Seguidamente, são apresentadas as fases e planeamento da Investigação-na/pela-Acção e o autor sublinha que não é fácil uma ordenação sequencial, mas seguindo autores como Thiollent, normalmente aceita-se que há uma fase exploratória, uma fase intermédia e uma fase final, variando muito a sequência das actividades de cada uma.
Assim, numa primeira fase, mais ou menos alargada no tempo, destacam-se vários tipos de actividade, umas relacionadas com a construção de uma equipa de trabalho, outras, com actividades concretas de conhecimento e acção:
a) Construir uma estrutura colectiva de investigação e acção
b) Entrar em contacto com a população
c) Elaborar diagnóstico preliminar
d) Preparar metodologia de participação.
Na segunda fase, sem rigidez de ordenação, a acção polariza-se em torno de:
a) Elaboração do plano de intervenção
b) Execução
c) Acompanhamento
d) Avaliação
e) Reformulação.

= Tarefa 1 =
Resuma em duas frases o texto sobre as fases da Investigação-na/pela-Acção.
= Tarefa 2 =
Repita sem alterações o trecho do texto sobre as fases da Investigação-na/pela-Acção que começa em "Seguidamente, são apresentadas" e segue até "de cada uma.".
= Tarefa 3 =
Prossiga o texto sobre as fases da Investigação-na/pela-Acção a partir do ponto em que termina.
Os itens vêm de uma fonte diferente da do texto.

= Itens de dados =
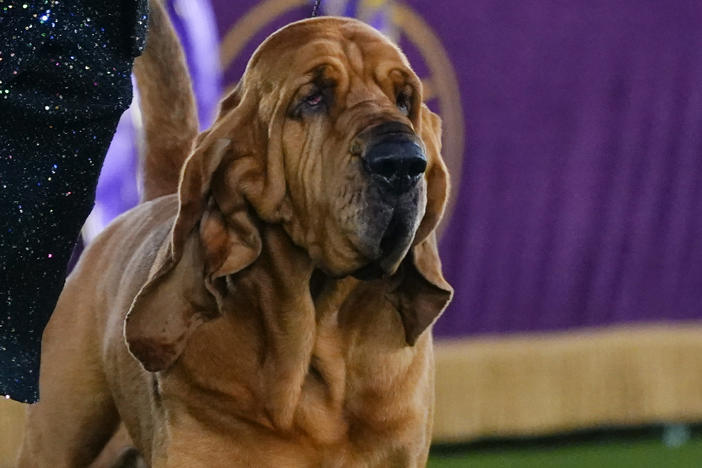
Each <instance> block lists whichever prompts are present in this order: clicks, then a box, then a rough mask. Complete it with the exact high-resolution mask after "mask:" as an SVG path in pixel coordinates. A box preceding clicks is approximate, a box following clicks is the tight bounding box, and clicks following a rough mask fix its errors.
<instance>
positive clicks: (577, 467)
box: [428, 435, 702, 468]
mask: <svg viewBox="0 0 702 468" xmlns="http://www.w3.org/2000/svg"><path fill="white" fill-rule="evenodd" d="M428 467H429V468H498V467H499V468H697V467H702V437H701V436H699V435H694V436H693V438H692V439H690V440H689V441H687V442H686V443H684V444H682V445H681V446H679V447H674V448H672V447H666V446H665V445H664V444H663V442H662V441H661V438H653V437H643V438H631V439H621V438H618V439H616V440H604V441H602V440H600V441H585V442H583V441H580V442H579V441H577V440H575V441H573V440H568V441H566V442H562V443H560V442H558V441H553V442H551V443H548V444H539V445H538V446H528V447H524V446H521V447H520V446H517V447H510V445H509V444H507V443H503V444H499V445H496V446H490V447H474V448H470V447H467V448H465V449H463V450H460V449H459V450H457V449H446V448H443V449H439V450H432V455H431V457H430V460H429V464H428Z"/></svg>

= Resposta 1 =
O texto apresenta as fases da Investigação-na/pela-Acção e, seguindo autores como Thiollent, aceita uma fase exploratória, uma intermédia e uma final, embora não seja fácil ordená-las de forma sequencial. Na primeira fase, destacam-se a construção de uma estrutura colectiva de investigação e acção, o contacto com a população, o diagnóstico preliminar e a preparação da metodologia de participação; na segunda fase, a acção centra-se na elaboração do plano de intervenção, na execução, no acompanhamento, na avaliação e na reformulação.

= Resposta 2 =
Seguidamente, são apresentadas as fases e planeamento da Investigação-na/pela-Acção e o autor sublinha que não é fácil uma ordenação sequencial, mas seguindo autores como Thiollent, normalmente aceita-se que há uma fase exploratória, uma fase intermédia e uma fase final, variando muito a sequência das actividades de cada uma.

= Resposta 3 =
Por fim, a terceira fase apresenta-se como a mais complexa. Se na fase intermédia, o problema principal residia na dificuldade em ordenar as operações, na fase final é a própria definição das operações que constitui o problema. Não se trata apenas de elaborar um relatório final que descreva pormenorizadamente o processo de investigação e a transformação levada a cabo, mas de uma «reconstrução sociológica das virtudes e constrangimentos que se revelaram e ultrapassaram na transformação de uma dada situação» (p. 277).
Síntese Conclusiva
Tal como é comum na Investigação Qualitativa em geral, também na Investigação Acção, a subjectividade não é encarada como um ruído e as diferentes fases do processo de investigação não se desenvolvem de forma linear, mas interactivamente, havendo em cada momento uma dialéctica entre teorias e práticas, culminando na avaliação e apresentação dos resultados à comunidade. Trata-se de uma Investigação Aplicada.